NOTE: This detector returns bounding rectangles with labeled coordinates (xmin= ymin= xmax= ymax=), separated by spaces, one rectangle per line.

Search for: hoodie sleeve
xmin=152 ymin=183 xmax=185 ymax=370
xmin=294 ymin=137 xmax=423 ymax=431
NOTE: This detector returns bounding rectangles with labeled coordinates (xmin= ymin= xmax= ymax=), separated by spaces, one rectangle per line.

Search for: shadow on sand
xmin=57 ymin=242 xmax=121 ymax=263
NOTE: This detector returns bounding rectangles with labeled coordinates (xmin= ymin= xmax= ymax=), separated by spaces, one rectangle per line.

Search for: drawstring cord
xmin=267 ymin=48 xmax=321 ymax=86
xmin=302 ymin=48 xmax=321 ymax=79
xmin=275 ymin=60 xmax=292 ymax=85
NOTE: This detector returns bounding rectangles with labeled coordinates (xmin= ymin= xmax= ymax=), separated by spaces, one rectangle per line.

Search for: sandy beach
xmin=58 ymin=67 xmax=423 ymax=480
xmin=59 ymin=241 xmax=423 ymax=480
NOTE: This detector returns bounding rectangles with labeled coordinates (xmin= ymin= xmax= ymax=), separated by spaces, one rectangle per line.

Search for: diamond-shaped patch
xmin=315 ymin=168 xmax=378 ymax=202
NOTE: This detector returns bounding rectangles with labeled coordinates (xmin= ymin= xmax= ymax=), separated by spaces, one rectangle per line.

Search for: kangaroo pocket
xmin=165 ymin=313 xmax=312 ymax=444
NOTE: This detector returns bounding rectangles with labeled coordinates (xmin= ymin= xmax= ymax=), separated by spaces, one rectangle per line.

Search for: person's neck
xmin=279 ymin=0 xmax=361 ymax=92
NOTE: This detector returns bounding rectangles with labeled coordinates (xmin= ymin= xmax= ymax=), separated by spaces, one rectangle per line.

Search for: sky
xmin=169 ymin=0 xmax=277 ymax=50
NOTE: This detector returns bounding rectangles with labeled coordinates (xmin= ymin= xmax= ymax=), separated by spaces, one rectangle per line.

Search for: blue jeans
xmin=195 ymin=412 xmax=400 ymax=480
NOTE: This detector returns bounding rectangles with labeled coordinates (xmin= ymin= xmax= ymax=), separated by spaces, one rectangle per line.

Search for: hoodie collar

◇ ◇ ◇ ◇

▸ WRITTEN TASK:
Give all of the material above as a numbered list of its lines, leaving out the blank lines.

▸ FULL ANSWER:
1. NOTE: This detector returns bounding rectangles with labeled coordinates (xmin= ymin= xmax= ymax=), separated by spaces, one rectangle per line.
2. Search for: hoodie sleeve
3. xmin=152 ymin=183 xmax=185 ymax=370
4. xmin=294 ymin=137 xmax=423 ymax=431
5. NOTE: This detector returns bounding rectangles with labeled coordinates (xmin= ymin= xmax= ymax=), separated by spaces, one rectangle per line.
6. Search for: shadow on sand
7. xmin=57 ymin=242 xmax=121 ymax=263
8. NOTE: This detector returns bounding rectangles with labeled coordinates (xmin= ymin= xmax= ymax=), separated by spaces, one rectangle per line.
9. Search for: drawstring cord
10. xmin=267 ymin=48 xmax=321 ymax=86
11. xmin=302 ymin=48 xmax=321 ymax=79
12. xmin=275 ymin=60 xmax=292 ymax=85
13. NOTE: This detector returns bounding rectangles with labeled coordinates (xmin= ymin= xmax= ymax=), separated by spaces, one rectangle per line.
14. Search for: sandy beach
15. xmin=58 ymin=67 xmax=423 ymax=480
16. xmin=59 ymin=241 xmax=423 ymax=480
17. NOTE: This detector returns bounding rectangles with labeled coordinates (xmin= ymin= xmax= ymax=), separated by spaces, one rectangle per line.
18. Search for: diamond-shaped patch
19. xmin=315 ymin=168 xmax=378 ymax=202
20. NOTE: This detector returns bounding rectangles with labeled coordinates (xmin= ymin= xmax= ymax=), separated by spaces, one rectangle per line.
21. Search for: kangaroo pocket
22. xmin=165 ymin=313 xmax=312 ymax=444
23. NOTE: This detector returns bounding rectangles with labeled coordinates (xmin= ymin= xmax= ymax=), separated by spaces, one rectangle per line.
24. Search for: person's neck
25. xmin=279 ymin=0 xmax=361 ymax=92
26. NOTE: This detector returns bounding rectangles with labeled coordinates (xmin= ymin= xmax= ymax=), separated by spaces, one rectangle per line.
27. Search for: sky
28. xmin=169 ymin=0 xmax=277 ymax=50
29. NOTE: This detector returns bounding rectangles with labeled coordinates (xmin= ymin= xmax= ymax=), separated by spaces, one rectangle per line.
30. Search for: blue jeans
31. xmin=195 ymin=412 xmax=400 ymax=480
32. NOTE: This detector returns bounding rectangles with labeled coordinates (xmin= ymin= xmax= ymax=), separated by spaces, one rectangle per line.
33. Search for: hoodie collar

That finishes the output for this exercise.